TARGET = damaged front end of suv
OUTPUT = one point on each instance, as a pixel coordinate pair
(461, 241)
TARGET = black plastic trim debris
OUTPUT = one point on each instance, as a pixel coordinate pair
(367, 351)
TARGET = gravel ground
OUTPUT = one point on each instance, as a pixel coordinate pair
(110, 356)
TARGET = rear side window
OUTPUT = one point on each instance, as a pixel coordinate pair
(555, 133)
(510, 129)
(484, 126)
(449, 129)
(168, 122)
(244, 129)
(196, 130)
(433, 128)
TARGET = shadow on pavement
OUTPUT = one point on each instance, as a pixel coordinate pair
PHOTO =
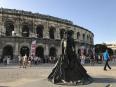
(104, 80)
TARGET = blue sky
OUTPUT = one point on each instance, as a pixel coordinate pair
(99, 16)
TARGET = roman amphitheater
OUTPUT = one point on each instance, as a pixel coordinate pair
(18, 29)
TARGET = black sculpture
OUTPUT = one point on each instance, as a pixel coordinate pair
(68, 68)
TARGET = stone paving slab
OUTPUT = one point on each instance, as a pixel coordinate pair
(13, 76)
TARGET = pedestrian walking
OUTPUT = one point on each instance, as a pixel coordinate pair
(106, 59)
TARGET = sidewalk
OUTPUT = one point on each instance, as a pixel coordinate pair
(35, 76)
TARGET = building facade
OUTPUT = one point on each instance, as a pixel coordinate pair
(18, 29)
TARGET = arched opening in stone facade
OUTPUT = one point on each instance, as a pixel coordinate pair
(25, 30)
(83, 37)
(52, 52)
(52, 32)
(79, 52)
(24, 51)
(70, 32)
(7, 52)
(39, 31)
(78, 35)
(40, 52)
(87, 37)
(9, 28)
(62, 32)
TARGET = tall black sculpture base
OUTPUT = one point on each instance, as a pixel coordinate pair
(69, 72)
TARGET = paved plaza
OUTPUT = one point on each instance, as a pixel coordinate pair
(36, 76)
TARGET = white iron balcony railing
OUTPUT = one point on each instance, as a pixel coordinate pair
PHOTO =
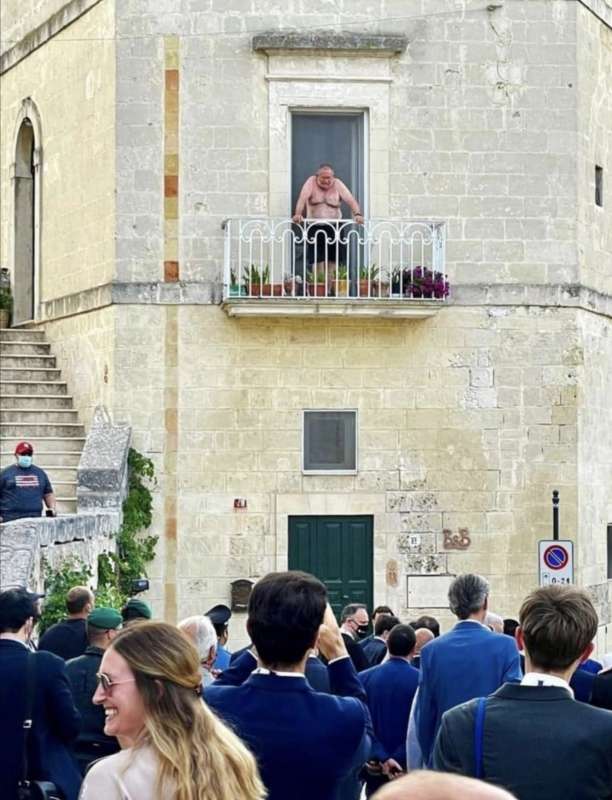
(387, 261)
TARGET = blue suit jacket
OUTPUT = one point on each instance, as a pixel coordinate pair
(390, 688)
(55, 721)
(469, 661)
(305, 742)
(242, 666)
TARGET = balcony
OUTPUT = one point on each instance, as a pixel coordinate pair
(383, 268)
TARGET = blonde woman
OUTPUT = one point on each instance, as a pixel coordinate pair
(174, 747)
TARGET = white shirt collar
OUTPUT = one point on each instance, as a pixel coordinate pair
(544, 679)
(264, 671)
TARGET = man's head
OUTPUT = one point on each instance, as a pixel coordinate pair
(135, 611)
(325, 176)
(202, 633)
(557, 626)
(427, 622)
(354, 619)
(401, 641)
(423, 636)
(440, 786)
(468, 597)
(23, 454)
(80, 602)
(103, 624)
(381, 611)
(19, 612)
(220, 615)
(285, 612)
(384, 624)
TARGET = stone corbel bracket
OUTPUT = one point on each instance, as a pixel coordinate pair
(102, 475)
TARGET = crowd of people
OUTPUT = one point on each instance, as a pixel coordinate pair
(114, 705)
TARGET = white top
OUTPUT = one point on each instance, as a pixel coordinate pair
(127, 775)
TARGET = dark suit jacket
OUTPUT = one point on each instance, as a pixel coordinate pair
(390, 688)
(55, 721)
(67, 639)
(538, 743)
(306, 743)
(374, 650)
(240, 668)
(360, 662)
(602, 690)
(468, 661)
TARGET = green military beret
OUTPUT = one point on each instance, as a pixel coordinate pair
(135, 609)
(106, 619)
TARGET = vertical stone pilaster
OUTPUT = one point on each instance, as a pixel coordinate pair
(171, 157)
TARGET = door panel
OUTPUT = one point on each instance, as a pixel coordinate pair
(338, 550)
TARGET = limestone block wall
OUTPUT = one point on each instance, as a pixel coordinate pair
(71, 79)
(466, 421)
(594, 54)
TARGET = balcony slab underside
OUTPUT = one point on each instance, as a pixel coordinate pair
(313, 307)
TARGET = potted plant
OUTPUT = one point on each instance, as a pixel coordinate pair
(429, 284)
(317, 284)
(6, 305)
(340, 280)
(368, 281)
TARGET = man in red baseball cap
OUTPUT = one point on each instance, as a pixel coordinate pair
(24, 487)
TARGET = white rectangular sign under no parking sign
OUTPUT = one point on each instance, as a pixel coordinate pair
(556, 561)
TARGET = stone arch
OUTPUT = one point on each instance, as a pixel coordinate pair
(26, 185)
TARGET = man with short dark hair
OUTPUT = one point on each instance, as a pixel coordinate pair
(535, 739)
(354, 621)
(92, 743)
(375, 648)
(468, 661)
(68, 638)
(55, 720)
(390, 688)
(307, 744)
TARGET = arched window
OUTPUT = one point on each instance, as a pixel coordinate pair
(26, 227)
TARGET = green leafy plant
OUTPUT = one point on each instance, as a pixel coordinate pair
(72, 572)
(116, 570)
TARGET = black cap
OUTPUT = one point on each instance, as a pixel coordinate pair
(17, 606)
(219, 615)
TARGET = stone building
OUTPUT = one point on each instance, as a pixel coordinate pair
(132, 131)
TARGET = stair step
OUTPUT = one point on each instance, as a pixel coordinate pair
(21, 334)
(26, 361)
(34, 402)
(41, 416)
(28, 374)
(18, 348)
(41, 388)
(47, 459)
(34, 430)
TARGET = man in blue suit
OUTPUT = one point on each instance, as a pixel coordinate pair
(390, 688)
(469, 661)
(55, 720)
(307, 744)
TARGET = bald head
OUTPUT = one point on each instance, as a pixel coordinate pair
(440, 786)
(423, 635)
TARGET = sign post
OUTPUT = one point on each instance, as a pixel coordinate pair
(556, 561)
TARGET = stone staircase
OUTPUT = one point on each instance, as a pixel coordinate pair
(35, 406)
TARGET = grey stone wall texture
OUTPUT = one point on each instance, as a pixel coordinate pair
(492, 118)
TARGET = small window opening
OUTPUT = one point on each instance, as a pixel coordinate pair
(330, 441)
(599, 186)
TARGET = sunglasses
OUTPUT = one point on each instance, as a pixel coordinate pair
(107, 684)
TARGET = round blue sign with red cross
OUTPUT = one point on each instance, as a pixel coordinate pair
(556, 557)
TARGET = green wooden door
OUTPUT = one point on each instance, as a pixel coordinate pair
(339, 551)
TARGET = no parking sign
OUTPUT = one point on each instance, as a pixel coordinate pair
(556, 561)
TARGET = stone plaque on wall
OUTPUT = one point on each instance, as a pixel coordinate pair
(428, 591)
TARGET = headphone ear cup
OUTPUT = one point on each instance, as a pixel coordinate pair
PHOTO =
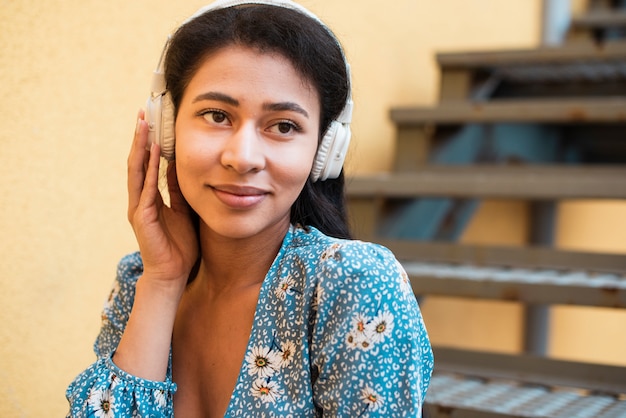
(331, 152)
(168, 135)
(160, 119)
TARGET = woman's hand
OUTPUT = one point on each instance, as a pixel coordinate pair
(169, 249)
(167, 236)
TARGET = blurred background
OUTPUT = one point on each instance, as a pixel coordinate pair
(73, 75)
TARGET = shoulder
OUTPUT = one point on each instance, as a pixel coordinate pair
(338, 264)
(120, 300)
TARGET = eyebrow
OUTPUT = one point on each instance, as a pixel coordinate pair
(276, 107)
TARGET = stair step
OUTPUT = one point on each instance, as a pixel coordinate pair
(529, 275)
(541, 182)
(534, 286)
(587, 52)
(600, 19)
(605, 110)
(479, 384)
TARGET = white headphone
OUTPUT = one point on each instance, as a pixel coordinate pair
(159, 115)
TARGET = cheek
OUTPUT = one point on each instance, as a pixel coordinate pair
(295, 165)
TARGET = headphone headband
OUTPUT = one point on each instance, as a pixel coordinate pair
(333, 147)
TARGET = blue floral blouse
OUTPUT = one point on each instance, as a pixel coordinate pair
(337, 332)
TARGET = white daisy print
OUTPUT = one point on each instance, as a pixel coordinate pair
(266, 390)
(287, 351)
(160, 398)
(358, 337)
(405, 282)
(317, 297)
(262, 361)
(371, 398)
(331, 252)
(358, 340)
(283, 287)
(101, 401)
(380, 327)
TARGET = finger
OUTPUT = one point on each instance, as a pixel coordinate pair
(177, 200)
(149, 192)
(136, 168)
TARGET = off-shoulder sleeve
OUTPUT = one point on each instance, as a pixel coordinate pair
(369, 346)
(103, 389)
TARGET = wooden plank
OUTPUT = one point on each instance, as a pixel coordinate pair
(530, 275)
(535, 182)
(601, 19)
(454, 85)
(574, 111)
(544, 55)
(513, 257)
(412, 148)
(532, 369)
(530, 287)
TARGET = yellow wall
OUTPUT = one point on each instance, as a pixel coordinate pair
(72, 77)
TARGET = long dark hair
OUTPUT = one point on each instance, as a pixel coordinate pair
(313, 52)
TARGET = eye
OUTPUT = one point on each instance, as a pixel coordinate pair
(214, 116)
(285, 127)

+++

- Request -
Give again only the lines starting at the one that contains "TARGET = blurred background" and running to the end of the data.

- Full answer -
TARGET = blurred background
OUTPUT = one point on each instance, as a pixel coordinate pair
(73, 75)
TARGET = shoulder
OUTPUT = one point on each instance, as a pixel coordinate pair
(338, 264)
(120, 300)
TARGET = eyebrow
OUTPUT = one point on each instance, as a pixel coordinate pair
(276, 107)
TARGET = stair step
OUTPUT = one point on each instance, as a pixel coordinate pair
(529, 275)
(541, 182)
(534, 286)
(587, 52)
(600, 19)
(605, 110)
(479, 384)
TARGET = white headphone
OUTPUT = one point on each instance, as a pixel coordinate pair
(159, 115)
TARGET = cheek
OUTPUT = one point on each instance, as a pixel coordinate pair
(295, 165)
TARGET = headphone headband
OUTPUT = one point on each instance, as a pixel coordinate pair
(333, 147)
TARGET = blue floral blouse
OUTPUT = one point on each instance, as a pixel coordinate pair
(337, 332)
TARGET = white daisy print
OUTPUT = one point on each instance, as a pixel coordinate pair
(266, 390)
(287, 351)
(160, 398)
(358, 337)
(405, 282)
(317, 297)
(262, 361)
(371, 398)
(331, 252)
(358, 340)
(283, 287)
(101, 401)
(380, 327)
TARGET = finger
OUTPUT = one point on each instance, as a pixel coordinate pair
(177, 200)
(149, 192)
(136, 168)
TARGET = off-shoulder sleeve
OUTPUT = one point on each instance, as a pixel coordinate pair
(369, 346)
(103, 389)
TARGET = wooden plank
OUTPUT = one point on each instance, as a pixel coordinate pair
(530, 275)
(535, 182)
(601, 19)
(454, 85)
(574, 111)
(544, 55)
(513, 257)
(412, 148)
(532, 369)
(530, 287)
TARGET = yellow wall
OUTPUT = one point on each instance, as a pixel coordinate pair
(72, 77)
TARGET = long dark hair
OUTPUT = one point on each instance, as a pixel coordinate pair
(313, 52)
TARGET = eye
OUTPUT = one point on each instance, as a pixel coordinate pair
(214, 116)
(285, 127)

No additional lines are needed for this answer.